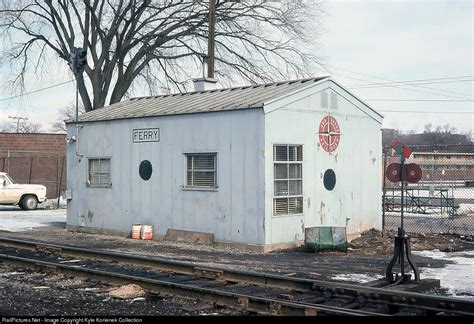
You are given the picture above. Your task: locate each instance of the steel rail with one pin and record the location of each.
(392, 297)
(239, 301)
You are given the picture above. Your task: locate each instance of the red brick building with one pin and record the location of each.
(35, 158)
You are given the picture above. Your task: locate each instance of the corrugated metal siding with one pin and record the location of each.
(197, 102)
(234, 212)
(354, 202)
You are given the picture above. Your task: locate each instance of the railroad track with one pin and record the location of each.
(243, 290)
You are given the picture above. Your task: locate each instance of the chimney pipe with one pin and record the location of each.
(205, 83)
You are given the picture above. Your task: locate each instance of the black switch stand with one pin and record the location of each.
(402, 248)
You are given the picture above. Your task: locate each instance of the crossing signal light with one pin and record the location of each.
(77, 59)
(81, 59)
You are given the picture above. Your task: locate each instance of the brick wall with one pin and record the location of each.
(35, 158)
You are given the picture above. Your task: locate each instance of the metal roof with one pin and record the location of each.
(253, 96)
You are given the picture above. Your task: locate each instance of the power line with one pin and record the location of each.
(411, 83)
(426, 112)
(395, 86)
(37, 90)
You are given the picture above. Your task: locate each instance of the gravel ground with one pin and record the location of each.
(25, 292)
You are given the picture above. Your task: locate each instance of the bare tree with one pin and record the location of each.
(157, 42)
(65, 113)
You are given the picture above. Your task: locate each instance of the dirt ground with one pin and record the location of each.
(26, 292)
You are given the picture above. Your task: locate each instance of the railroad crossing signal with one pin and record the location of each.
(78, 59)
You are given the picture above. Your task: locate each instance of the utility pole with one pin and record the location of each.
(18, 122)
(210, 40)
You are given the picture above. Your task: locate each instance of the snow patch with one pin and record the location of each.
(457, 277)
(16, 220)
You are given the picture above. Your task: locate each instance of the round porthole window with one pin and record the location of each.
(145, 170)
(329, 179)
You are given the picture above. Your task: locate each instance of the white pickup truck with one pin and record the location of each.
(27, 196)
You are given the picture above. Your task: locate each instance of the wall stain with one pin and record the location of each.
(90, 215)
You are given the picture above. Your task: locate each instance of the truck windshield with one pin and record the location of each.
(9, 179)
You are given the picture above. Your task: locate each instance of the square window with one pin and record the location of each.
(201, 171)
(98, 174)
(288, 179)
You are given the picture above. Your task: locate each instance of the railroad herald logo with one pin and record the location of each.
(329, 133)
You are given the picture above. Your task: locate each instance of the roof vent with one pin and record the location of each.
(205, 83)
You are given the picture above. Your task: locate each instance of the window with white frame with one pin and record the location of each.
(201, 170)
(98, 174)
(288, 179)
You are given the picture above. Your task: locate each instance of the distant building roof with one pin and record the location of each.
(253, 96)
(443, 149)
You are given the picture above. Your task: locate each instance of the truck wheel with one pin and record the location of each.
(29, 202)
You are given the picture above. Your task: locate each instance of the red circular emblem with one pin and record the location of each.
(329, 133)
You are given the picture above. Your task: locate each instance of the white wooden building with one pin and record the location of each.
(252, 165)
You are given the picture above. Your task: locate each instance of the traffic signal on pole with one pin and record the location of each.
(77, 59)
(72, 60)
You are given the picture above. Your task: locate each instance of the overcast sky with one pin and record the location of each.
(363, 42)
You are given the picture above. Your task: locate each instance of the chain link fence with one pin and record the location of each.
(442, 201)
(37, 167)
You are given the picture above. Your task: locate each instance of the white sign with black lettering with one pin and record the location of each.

* * *

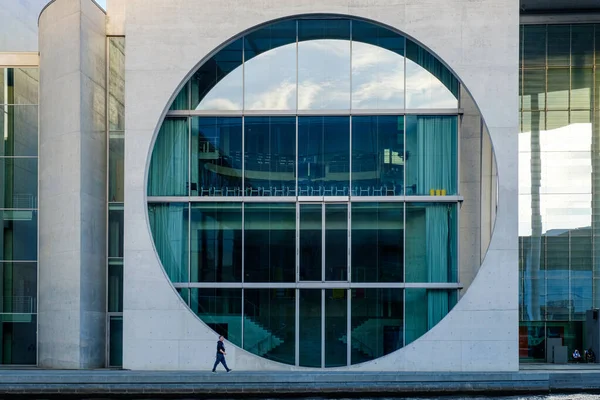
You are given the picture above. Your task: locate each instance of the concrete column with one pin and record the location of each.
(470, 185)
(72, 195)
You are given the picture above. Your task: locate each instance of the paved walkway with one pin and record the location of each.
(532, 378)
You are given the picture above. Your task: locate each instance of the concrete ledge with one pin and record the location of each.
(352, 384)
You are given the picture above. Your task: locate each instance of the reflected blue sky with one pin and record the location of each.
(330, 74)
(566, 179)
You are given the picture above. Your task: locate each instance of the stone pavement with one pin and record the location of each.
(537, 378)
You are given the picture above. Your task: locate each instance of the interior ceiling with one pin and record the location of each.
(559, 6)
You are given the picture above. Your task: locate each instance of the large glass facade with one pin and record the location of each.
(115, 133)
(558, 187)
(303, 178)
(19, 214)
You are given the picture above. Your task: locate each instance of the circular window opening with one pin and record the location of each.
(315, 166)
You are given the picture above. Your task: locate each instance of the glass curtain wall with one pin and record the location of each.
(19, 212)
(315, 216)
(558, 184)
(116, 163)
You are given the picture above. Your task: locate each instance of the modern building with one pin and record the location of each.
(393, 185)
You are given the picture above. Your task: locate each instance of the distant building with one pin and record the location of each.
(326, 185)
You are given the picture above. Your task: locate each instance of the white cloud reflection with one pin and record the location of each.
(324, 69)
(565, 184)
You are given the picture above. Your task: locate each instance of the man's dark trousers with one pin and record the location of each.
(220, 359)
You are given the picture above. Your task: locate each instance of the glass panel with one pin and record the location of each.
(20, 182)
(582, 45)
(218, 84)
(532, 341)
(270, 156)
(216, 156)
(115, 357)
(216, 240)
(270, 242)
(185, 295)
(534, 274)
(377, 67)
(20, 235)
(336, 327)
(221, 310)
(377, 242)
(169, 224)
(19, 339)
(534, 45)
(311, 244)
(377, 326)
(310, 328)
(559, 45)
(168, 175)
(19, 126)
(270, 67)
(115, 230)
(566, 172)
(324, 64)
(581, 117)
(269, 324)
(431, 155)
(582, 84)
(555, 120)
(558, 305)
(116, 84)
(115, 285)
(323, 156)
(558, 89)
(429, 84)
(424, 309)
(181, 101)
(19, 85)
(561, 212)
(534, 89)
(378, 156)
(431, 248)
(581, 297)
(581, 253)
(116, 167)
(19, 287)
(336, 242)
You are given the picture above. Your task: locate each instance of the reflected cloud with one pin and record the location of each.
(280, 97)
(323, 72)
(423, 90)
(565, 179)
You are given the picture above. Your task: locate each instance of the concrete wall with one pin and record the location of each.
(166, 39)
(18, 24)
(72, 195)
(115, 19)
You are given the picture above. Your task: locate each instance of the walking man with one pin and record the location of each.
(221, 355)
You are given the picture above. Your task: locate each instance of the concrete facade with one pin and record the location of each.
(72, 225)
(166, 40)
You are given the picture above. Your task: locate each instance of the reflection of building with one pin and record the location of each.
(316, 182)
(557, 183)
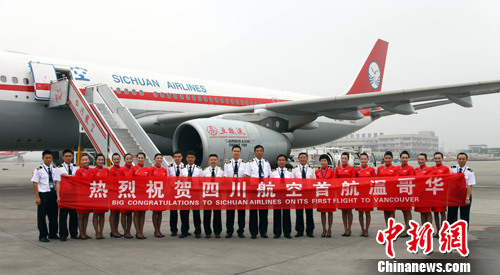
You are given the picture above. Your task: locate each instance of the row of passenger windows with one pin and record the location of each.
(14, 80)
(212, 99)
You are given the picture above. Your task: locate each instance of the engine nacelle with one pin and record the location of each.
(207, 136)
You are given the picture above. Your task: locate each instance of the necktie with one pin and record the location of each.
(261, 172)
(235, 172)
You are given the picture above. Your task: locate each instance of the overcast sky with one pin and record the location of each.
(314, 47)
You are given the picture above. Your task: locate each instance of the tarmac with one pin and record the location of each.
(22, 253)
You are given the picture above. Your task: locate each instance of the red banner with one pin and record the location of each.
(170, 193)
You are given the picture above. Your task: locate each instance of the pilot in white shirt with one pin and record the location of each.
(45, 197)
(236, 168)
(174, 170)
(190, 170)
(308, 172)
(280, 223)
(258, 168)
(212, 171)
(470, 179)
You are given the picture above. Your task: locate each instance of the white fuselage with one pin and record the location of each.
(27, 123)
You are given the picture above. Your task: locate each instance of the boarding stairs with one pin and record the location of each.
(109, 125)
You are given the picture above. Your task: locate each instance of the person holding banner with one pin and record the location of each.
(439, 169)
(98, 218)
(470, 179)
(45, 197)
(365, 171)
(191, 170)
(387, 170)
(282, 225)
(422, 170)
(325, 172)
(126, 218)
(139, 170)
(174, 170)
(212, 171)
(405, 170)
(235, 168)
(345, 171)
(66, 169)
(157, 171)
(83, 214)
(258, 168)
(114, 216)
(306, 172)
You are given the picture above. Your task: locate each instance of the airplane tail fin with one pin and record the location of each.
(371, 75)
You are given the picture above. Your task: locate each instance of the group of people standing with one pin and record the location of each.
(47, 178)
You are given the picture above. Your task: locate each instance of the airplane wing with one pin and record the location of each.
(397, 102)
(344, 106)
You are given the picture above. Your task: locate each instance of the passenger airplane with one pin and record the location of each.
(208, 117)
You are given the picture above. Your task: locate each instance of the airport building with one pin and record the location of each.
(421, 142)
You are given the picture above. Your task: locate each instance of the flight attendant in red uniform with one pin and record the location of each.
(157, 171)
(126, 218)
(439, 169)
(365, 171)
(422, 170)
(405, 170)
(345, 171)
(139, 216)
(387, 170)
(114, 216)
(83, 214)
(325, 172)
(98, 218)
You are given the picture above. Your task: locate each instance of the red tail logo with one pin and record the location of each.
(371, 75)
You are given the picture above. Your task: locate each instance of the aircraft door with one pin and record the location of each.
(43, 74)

** GOAL OF THE EXERCISE **
In the data above, find the line with "the white wooden" and the line with "the white sign". Retype both, plus every line between them, exactly.

** WRITTEN SOLUTION **
You are given the picture above. Your task: locate each instance of the white wooden building with one pin and record the location of each.
(252, 165)
You are given the picture above. Your task: locate each instance of the traffic signal on pole with one pin and record the location of each.
(77, 59)
(72, 60)
You are given the picture above. Your task: locate each instance of the overcast sky with one pin and record the location of each.
(363, 42)
You are given the picture above. Your task: locate each instance of the chain link fence with one pin and record the location of each.
(442, 201)
(37, 167)
You are given the picture above. Your task: locate each instance of the white sign with black lettering with one pin and record the location of each.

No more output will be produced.